#### [INSTRUCTION A]
From the album page below, list every album named in the Oliver Lake chronology, with its year.

#### [SUPPLIED TEXT]
_ _ _

Studio album / Live album by Oliver Lake
- Released: 1988
- Recorded: August 1988 & April 17, 1988
- Studio: A & R Recording, New York City; Somerville Theatre, Somerville, Massachusetts
- Genre: Jazz
- Length: 51:56
- Label: Gramavision
- Producer: Oliver Lake

Oliver Lake chronology
| Impala (1987) | Otherside (1988) | Again and Again (1991) |

= Otherside (Oliver Lake album) =

Otherside is an album by American jazz saxophonist Oliver Lake featuring a quintet and a big band, recorded in 1988 and released on the Gramavision label. The big band pieces were commissioned by the Jazz Coalition with funding from the Massachusetts Council on the Arts and Humanities New Works Program.

==Reception==

In his review for AllMusic, Scott Yanow states, "The often ferocious ensembles are memorable, and the rendition of 'Dedication to Dolphy' is particularly noteworthy. Fans of advanced jazz will want to get this underrated releases."

_ _ _

#### [DATASET EXTRACT]

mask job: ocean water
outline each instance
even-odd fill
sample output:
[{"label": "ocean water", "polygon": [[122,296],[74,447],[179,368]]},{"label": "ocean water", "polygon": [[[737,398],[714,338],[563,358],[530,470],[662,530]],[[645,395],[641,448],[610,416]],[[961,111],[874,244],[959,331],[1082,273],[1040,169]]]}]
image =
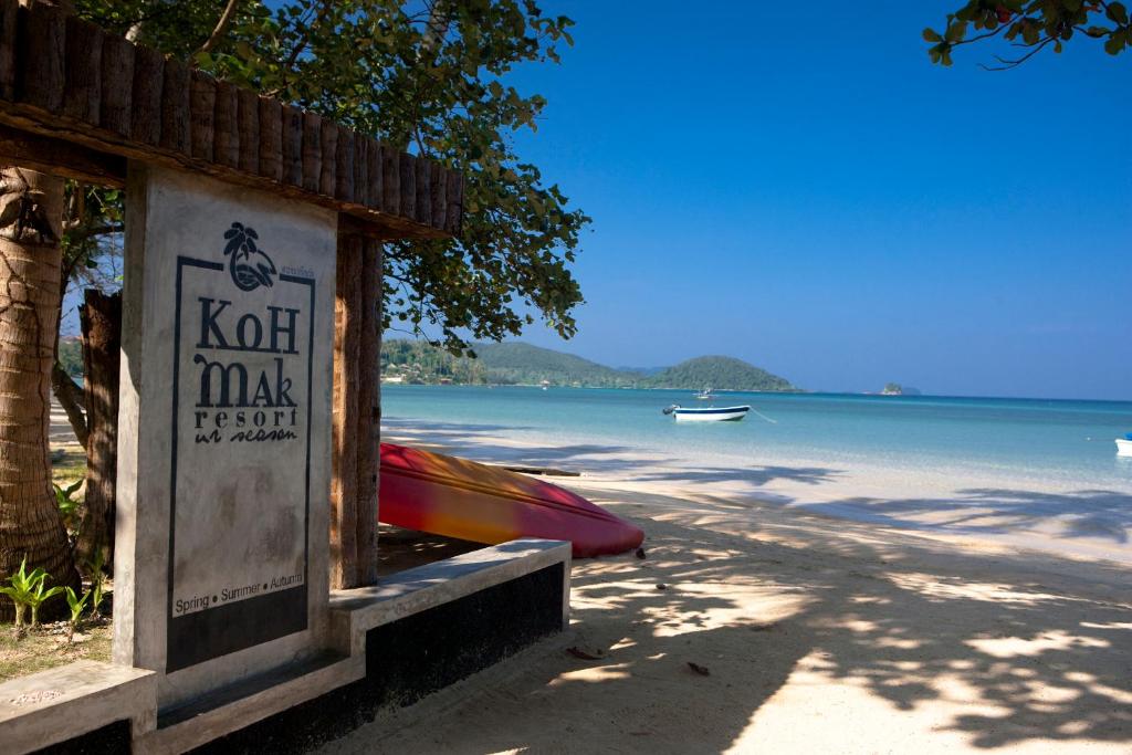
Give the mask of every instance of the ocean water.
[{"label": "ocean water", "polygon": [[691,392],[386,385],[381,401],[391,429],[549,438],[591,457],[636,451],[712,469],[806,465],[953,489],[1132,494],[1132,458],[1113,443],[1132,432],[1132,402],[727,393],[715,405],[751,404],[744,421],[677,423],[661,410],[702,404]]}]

_ _ _

#### [INSTRUCTION B]
Rewrite the records above, replacing "instance" with "occurrence" and leaving everything else unchanged. Leave the pictures out.

#### [RIGHT ANSWER A]
Impala (1987), Otherside (1988), Again and Again (1991)

#### [RIGHT ANSWER B]
mask job: ocean water
outline each occurrence
even-odd fill
sample output:
[{"label": "ocean water", "polygon": [[122,296],[74,447],[179,368]]},{"label": "ocean water", "polygon": [[[737,398],[714,338],[563,358],[530,470],[662,530]],[[645,395],[641,448],[610,416]],[[961,111],[874,244],[959,331],[1082,273],[1040,169]]]}]
image =
Give the mask of every occurrence of the ocean water.
[{"label": "ocean water", "polygon": [[691,392],[386,385],[381,401],[391,429],[549,438],[591,457],[636,451],[712,469],[806,465],[953,489],[1132,494],[1132,458],[1113,443],[1132,432],[1132,402],[727,393],[715,405],[751,404],[744,421],[677,423],[661,410],[702,404]]}]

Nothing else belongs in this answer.